**Entries supplied**
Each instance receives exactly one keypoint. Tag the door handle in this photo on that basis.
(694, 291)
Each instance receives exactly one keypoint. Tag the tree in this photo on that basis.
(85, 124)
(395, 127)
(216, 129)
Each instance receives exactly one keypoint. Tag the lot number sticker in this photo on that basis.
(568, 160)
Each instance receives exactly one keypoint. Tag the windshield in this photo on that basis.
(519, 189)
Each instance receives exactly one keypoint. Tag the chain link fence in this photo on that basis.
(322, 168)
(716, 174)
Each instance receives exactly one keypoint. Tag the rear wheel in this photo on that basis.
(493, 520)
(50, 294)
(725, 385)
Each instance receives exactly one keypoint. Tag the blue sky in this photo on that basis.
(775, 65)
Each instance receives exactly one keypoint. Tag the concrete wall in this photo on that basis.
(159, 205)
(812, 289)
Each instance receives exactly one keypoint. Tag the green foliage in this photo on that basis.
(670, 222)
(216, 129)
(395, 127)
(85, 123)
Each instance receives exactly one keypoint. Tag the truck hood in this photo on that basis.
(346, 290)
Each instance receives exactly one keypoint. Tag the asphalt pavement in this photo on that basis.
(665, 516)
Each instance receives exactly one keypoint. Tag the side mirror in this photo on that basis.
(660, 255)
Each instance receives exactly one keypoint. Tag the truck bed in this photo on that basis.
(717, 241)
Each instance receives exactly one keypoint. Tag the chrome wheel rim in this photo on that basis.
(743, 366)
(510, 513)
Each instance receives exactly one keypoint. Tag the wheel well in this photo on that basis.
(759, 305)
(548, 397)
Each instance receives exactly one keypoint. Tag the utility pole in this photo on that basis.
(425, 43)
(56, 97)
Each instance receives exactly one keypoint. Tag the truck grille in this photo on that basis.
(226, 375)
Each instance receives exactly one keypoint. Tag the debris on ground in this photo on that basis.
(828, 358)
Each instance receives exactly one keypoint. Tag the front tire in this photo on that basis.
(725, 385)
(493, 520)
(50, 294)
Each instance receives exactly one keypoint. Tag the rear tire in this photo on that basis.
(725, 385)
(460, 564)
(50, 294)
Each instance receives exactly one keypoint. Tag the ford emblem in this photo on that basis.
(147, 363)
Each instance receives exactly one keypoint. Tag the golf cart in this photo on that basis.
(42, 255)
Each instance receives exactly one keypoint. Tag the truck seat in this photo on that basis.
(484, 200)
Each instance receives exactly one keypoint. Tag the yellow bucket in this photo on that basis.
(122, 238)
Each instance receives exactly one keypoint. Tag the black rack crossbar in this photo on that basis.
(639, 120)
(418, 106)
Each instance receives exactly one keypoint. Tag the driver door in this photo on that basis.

**Exercise**
Give back the data above exactly as it appears.

**Answer to this exercise**
Each instance receives exactly one keypoint. Tag the door handle in this photo on that basis.
(694, 291)
Each instance receives exactly one keypoint. Tag the tree in this photo on that basis.
(85, 124)
(395, 127)
(216, 129)
Each instance receives exactly one keypoint. Tag the lot number sticker in this photo on that basis.
(568, 160)
Each instance receives exactly one keypoint. Tag the windshield in this photo on that basis.
(519, 189)
Each instance receives exactly one keypoint. Tag the chain link fence in this photo on that basis.
(322, 168)
(716, 174)
Each instance receives exactly one keypoint. Tag the rear wheel in this photo on that basis.
(493, 520)
(50, 294)
(725, 385)
Each instance receives exactly one keypoint. Tag the blue sky in this photo on that basis.
(775, 65)
Each instance receives exactly one keypoint. Tag the concrete wall in this photo on that basis.
(159, 205)
(812, 289)
Each instance receives exactly one keypoint. Tag the green foliage in this photo on that basis.
(670, 222)
(216, 129)
(395, 127)
(85, 123)
Each instance receives exactly one keypoint. Tag the truck hood in this photo on that basis.
(346, 290)
Each instance receives exactly one keypoint. Tag the asphalt pavement in this photo on that basis.
(665, 516)
Each instance receives exactly one keypoint. Tag the side mirror in this photo on that basis.
(660, 255)
Each instance receives exactly one keypoint. Tag the truck bed in this photo on that basis.
(717, 241)
Each instance receives exactly one keypoint. Tag the chrome wheel rim in this photo on that basis.
(743, 366)
(510, 513)
Each instance receives exactly one keypoint. Tag the wheel well in this photo on that basis.
(759, 305)
(548, 397)
Each instance receives exactly one keypoint. Tag the utility pole in this photo on that basis.
(425, 43)
(56, 97)
Each instance receives exactly one keypoint. Tag the truck grille in this photo on that basis.
(226, 375)
Each instance receives exactly one keypoint. Tag the debris on ground in this photo on that basis.
(828, 358)
Each instance receives exactly one keypoint. Tag the front tire in this photo on that basis.
(725, 385)
(493, 520)
(50, 294)
Each instance receives exactly one keypoint. Tag the rear tire in this photo on that basis.
(725, 385)
(460, 564)
(50, 294)
Each instance receives exactly one keypoint. Tag the ford emblem in this photo on that basis.
(147, 363)
Each instance receives exactly one keypoint. Tag the golf cart in this photo on that basis.
(42, 255)
Each instance receives exactly one keypoint. Tag the truck seat in this photo on that basis.
(484, 200)
Each instance receives exactly one keypoint. Tag the yellow bucket in this photo on that basis.
(122, 238)
Each instance receives exactly one keypoint. Tag the black rack crossbar in this photo on that basis.
(639, 120)
(418, 106)
Each instance receives exactly one keypoint. Tag the driver door in this photo on that basis.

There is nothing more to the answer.